◆ SHORT TASK 1: In the listing, substitute "shade" for "shadow" everywhere from the start of the listing down to the line that contains "173], [206, 167]]]", both ends included, and leave everything else unchanged. Give back only those lines, and leave the pictures out.

In Defense of Grubby Street Eats
Zac has a rugged and vigorous digestive system. The kind that can imbibe a medley of street foods, or snacks between fantastically sinful breakfasts, lunches and dinners – bringing to mind, indulgent Nawabi lifestyles of yore. But unlike those ancients, O’Yeah is a nimble traveler, a bibliophile and a discerning, wry observer of the absurdities that constitute our country. While he gleefully bites into kathi rolls in Kolkata, crispy vada pavs in Mumbai, or the distinct bedmi aloo at Shyam Sweets in Old Delhi, he also has us chuckling – even rollicking with mirth – at scenes that feel both familiar and foreign.
Like when the British High Commissioner was snapped up eating a masala dosa with a “fork and knife”, and the Twitterati responded with: “Ayyo, Karma, how to teach you guys about civilization only! Eat with hand saar, holistic sensory experience will be.” Fortunately, the High Commissioner soon made amends, and was photographed again, digging into the masala dosa with his fingers.
So we root for O’Yeah and his foodie friend who asserts, “the grubbier the grub, the better it’ll taste.”
Guts & Glory: Bengaluru Chronicles
As a Bengaluru resident, he guides us through a city that he possibly knows better than many inhabitants. For instance, he walks us into Shivajinagar joints, where all kinds of animal “spare parts” are fed to tolerant eaters – including eyes, spleens, livers, tongues, brains. Zac disabuses those who might think that offal (the innards and trimmings usually discarded by butchers as waste) must taste awful. As a cross-cultural omnivore, he realizes that what one community discards, another savors. Unafraid to muck about in parts famed for gang wars and petty and not-so-petty crimes, O’Yeah trundles through the bylanes of Majestic, which inspired his detective series. And where women line up by the Central Jail, with tiffin boxes for imprisoned husbands.

◆ SHORT TASK 2: Name every street-food dish mentioned in the street-food review.

Records from a data source
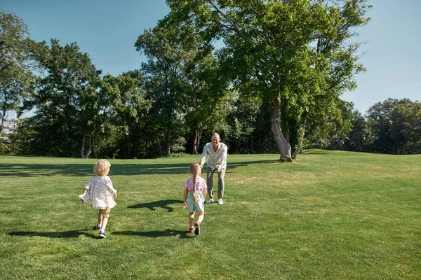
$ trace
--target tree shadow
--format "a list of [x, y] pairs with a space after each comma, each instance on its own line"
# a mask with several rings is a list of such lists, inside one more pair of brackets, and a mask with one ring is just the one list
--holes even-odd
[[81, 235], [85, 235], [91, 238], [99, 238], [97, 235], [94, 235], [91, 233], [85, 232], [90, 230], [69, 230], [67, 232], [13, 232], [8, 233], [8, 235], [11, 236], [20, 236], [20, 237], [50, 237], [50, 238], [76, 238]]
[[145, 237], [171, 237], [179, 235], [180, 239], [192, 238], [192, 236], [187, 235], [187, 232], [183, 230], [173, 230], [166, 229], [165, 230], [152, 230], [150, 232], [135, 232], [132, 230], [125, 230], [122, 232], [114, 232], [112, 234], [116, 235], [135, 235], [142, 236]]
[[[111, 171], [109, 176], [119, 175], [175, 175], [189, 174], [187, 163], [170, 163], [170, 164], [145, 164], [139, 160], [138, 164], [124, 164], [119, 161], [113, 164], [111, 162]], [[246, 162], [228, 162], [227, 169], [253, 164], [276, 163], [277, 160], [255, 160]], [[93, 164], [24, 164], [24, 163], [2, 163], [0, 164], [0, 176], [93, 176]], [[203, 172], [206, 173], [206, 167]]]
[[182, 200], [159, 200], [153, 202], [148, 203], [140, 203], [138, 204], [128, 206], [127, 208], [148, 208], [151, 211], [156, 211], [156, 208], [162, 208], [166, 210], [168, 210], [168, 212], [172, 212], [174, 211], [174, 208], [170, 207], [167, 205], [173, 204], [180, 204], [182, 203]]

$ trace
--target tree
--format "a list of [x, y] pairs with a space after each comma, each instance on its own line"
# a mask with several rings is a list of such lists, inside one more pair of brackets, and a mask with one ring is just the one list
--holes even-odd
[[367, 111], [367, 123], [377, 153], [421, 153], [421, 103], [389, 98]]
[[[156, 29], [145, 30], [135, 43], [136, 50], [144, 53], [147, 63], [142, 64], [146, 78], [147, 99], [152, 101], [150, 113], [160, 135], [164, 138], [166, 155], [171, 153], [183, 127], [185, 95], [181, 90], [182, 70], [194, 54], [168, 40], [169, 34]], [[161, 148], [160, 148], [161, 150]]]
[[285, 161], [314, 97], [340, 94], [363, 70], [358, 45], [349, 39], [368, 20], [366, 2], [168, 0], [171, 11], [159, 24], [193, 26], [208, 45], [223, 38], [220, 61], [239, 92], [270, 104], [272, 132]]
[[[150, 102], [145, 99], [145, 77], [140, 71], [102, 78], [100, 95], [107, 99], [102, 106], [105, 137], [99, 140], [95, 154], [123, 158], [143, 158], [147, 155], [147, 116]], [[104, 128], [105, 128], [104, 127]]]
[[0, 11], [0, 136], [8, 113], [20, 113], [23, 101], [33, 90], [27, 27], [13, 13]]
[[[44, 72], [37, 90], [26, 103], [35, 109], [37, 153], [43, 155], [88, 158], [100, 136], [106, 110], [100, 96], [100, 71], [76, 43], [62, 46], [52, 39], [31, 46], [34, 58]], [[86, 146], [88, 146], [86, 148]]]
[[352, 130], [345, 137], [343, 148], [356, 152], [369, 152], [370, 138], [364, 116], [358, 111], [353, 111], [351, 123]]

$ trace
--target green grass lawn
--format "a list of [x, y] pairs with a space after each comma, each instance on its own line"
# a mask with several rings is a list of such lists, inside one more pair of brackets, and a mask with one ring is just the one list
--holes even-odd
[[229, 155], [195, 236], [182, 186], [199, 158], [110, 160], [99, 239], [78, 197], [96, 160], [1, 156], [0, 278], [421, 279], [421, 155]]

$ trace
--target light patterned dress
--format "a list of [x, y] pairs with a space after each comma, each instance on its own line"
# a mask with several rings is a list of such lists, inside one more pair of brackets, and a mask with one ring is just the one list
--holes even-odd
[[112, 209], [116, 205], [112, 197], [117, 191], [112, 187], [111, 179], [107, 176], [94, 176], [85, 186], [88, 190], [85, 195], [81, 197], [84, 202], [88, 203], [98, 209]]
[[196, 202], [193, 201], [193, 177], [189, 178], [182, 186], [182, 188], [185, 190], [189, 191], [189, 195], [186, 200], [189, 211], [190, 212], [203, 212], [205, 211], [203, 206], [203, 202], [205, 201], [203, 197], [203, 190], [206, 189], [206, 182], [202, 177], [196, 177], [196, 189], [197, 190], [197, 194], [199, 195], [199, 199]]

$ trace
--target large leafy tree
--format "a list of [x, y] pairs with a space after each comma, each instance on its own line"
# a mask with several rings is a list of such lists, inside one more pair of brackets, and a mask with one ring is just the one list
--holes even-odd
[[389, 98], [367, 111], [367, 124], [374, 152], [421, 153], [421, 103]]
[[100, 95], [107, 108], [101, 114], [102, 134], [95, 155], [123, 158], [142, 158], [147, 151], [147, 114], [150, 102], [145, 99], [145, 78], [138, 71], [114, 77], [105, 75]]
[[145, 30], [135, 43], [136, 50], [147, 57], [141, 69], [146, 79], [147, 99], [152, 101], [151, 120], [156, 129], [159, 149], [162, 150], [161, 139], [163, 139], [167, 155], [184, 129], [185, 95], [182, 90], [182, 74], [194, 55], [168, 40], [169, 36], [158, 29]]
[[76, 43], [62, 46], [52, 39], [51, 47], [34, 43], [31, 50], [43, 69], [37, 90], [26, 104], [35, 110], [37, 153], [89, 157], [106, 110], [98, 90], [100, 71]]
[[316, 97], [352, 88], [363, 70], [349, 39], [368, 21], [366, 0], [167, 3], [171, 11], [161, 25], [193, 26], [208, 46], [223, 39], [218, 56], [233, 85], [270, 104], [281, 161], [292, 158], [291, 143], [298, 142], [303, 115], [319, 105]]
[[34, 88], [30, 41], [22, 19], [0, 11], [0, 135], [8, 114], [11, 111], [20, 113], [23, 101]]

◆ WORKED ANSWER 1:
$ trace
--target tree shade
--format "a list of [x, y] pairs with a space after each comma, each instance on its own line"
# a mask with several rings is a list of such lists, inside one more pair of brackets, and a mask with one ring is just the one list
--holes even-odd
[[81, 235], [85, 235], [91, 238], [99, 238], [97, 235], [94, 235], [91, 233], [85, 232], [90, 230], [69, 230], [67, 232], [13, 232], [8, 233], [8, 235], [11, 236], [20, 236], [20, 237], [50, 237], [50, 238], [76, 238]]
[[145, 237], [171, 237], [179, 235], [180, 239], [192, 238], [192, 236], [187, 235], [187, 232], [183, 230], [173, 230], [166, 229], [165, 230], [152, 230], [150, 232], [135, 232], [132, 230], [125, 230], [122, 232], [114, 232], [112, 234], [116, 235], [135, 235], [142, 236]]
[[[111, 171], [109, 176], [119, 175], [175, 175], [189, 174], [187, 163], [170, 163], [170, 164], [145, 164], [139, 160], [138, 164], [124, 164], [119, 161], [113, 164], [111, 162]], [[246, 162], [228, 162], [227, 169], [253, 164], [276, 163], [277, 160], [255, 160]], [[93, 164], [24, 164], [24, 163], [2, 163], [0, 164], [0, 176], [93, 176]], [[203, 172], [206, 173], [206, 167]]]

◆ WORKED ANSWER 2:
- kathi rolls
- vada pavs
- bedmi aloo
- masala dosa